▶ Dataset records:
------------------------------------------------------------

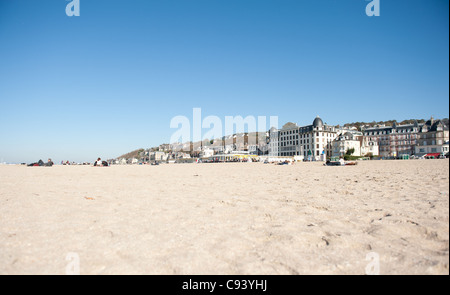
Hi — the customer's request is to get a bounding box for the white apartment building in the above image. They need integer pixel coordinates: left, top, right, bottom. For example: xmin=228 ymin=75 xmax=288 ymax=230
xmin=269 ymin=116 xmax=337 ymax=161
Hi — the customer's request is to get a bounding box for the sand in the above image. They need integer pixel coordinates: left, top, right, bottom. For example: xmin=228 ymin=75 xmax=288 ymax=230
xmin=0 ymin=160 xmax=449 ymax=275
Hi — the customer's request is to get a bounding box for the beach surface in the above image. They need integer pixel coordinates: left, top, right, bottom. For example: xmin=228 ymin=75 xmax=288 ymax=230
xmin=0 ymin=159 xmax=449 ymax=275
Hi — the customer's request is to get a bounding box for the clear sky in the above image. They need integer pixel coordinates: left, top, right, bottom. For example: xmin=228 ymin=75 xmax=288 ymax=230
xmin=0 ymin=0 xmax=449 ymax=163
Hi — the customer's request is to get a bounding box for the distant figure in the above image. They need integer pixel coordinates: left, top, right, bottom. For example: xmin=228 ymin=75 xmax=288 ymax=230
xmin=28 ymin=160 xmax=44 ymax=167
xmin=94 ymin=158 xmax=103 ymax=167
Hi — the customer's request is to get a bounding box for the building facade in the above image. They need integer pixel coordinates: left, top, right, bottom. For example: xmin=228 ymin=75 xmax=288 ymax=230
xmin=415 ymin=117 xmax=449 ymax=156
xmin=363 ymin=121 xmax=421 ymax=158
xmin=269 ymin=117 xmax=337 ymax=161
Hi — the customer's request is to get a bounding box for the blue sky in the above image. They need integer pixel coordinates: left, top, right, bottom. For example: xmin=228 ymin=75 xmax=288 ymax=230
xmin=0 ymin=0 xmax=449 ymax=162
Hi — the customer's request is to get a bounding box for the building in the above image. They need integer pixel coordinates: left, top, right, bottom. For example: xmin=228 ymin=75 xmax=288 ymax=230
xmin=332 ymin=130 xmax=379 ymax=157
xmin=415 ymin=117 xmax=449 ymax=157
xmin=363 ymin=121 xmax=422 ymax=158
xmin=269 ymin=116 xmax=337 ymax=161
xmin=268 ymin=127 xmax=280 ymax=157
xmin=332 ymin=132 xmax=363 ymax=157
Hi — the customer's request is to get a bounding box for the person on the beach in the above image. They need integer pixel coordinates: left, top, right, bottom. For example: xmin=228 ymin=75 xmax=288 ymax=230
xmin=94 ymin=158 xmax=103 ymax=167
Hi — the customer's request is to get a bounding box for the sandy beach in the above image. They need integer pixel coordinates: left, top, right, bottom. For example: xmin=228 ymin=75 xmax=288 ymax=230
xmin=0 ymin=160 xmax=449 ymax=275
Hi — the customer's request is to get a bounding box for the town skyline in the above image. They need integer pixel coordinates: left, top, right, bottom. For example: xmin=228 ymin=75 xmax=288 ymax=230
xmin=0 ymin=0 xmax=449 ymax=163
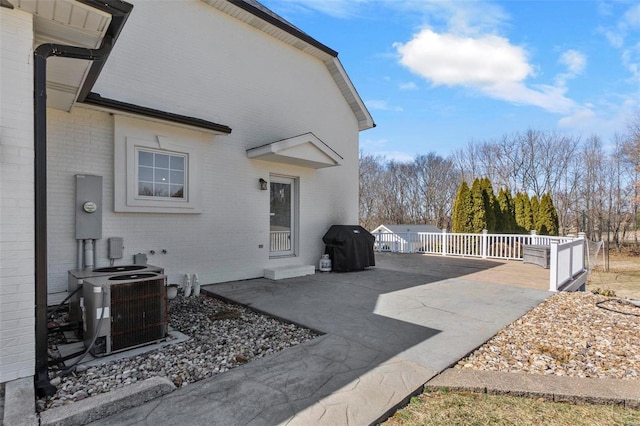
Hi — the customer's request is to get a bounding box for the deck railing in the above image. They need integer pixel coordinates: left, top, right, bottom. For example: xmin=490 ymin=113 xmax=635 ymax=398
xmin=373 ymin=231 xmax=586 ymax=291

------------------------------------------------------------

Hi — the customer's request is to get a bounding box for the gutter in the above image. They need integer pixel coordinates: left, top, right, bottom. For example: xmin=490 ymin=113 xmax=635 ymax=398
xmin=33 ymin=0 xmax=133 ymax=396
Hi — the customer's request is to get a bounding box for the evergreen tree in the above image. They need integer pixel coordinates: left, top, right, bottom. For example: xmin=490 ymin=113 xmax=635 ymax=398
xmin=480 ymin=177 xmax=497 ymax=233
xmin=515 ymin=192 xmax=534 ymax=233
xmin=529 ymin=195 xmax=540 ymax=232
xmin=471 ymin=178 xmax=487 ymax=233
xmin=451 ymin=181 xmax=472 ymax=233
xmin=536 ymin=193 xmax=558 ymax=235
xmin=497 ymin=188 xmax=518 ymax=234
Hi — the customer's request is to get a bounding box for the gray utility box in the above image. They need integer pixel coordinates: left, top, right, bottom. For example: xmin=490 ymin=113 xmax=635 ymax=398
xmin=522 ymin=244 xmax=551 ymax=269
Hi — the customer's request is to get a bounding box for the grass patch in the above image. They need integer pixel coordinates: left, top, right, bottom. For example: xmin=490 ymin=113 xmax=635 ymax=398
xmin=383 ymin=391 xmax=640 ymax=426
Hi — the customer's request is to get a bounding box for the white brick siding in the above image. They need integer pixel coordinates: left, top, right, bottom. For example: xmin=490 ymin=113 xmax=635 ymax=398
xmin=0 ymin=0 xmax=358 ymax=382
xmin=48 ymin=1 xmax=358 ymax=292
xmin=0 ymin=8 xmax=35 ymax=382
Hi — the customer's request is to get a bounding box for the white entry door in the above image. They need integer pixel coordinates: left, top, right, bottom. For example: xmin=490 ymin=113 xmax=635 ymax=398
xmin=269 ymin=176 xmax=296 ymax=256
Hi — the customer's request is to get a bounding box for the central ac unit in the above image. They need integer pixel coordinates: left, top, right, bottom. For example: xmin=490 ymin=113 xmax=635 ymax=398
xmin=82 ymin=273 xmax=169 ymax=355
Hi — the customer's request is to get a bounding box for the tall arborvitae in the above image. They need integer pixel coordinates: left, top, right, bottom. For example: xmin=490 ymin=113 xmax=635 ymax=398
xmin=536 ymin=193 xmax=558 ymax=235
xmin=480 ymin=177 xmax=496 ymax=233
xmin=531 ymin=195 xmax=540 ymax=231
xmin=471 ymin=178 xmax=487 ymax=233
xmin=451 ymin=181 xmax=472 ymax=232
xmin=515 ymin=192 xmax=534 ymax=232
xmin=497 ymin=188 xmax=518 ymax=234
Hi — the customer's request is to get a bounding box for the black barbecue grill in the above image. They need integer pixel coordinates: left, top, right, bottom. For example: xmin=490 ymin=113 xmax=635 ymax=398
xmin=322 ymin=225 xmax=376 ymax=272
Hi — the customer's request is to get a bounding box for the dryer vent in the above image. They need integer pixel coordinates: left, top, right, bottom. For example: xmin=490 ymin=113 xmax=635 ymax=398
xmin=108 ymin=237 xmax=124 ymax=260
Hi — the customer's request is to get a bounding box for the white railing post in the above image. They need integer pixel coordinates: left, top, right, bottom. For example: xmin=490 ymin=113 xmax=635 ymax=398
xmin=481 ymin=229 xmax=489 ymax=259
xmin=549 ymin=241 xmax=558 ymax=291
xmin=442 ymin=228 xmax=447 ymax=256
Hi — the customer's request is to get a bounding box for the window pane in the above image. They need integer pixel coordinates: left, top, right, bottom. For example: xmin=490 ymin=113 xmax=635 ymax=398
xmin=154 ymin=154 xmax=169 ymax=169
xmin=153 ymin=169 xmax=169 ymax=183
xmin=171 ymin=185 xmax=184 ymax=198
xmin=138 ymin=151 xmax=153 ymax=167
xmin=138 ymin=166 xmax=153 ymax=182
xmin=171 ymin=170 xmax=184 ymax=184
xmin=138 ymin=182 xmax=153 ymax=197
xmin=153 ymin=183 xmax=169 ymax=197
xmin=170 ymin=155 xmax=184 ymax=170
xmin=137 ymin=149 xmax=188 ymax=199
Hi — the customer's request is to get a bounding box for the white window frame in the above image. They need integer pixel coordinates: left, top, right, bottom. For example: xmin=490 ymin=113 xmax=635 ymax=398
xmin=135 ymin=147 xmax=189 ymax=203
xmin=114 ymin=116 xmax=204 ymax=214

------------------------------------------------------------

▶ EXERCISE DETAILS: Write out the lines of the listing from the one containing "the white window" through the one containing "xmin=114 ymin=116 xmax=204 ymax=214", including both, with no changes.

▶ EXPECTED ANSWER:
Hi — the customer's request is to get a bounding box for the white window frame in the above image. They need integer pixel coordinates: left, top, right, bottom. For example: xmin=490 ymin=113 xmax=635 ymax=398
xmin=135 ymin=147 xmax=189 ymax=203
xmin=114 ymin=116 xmax=204 ymax=214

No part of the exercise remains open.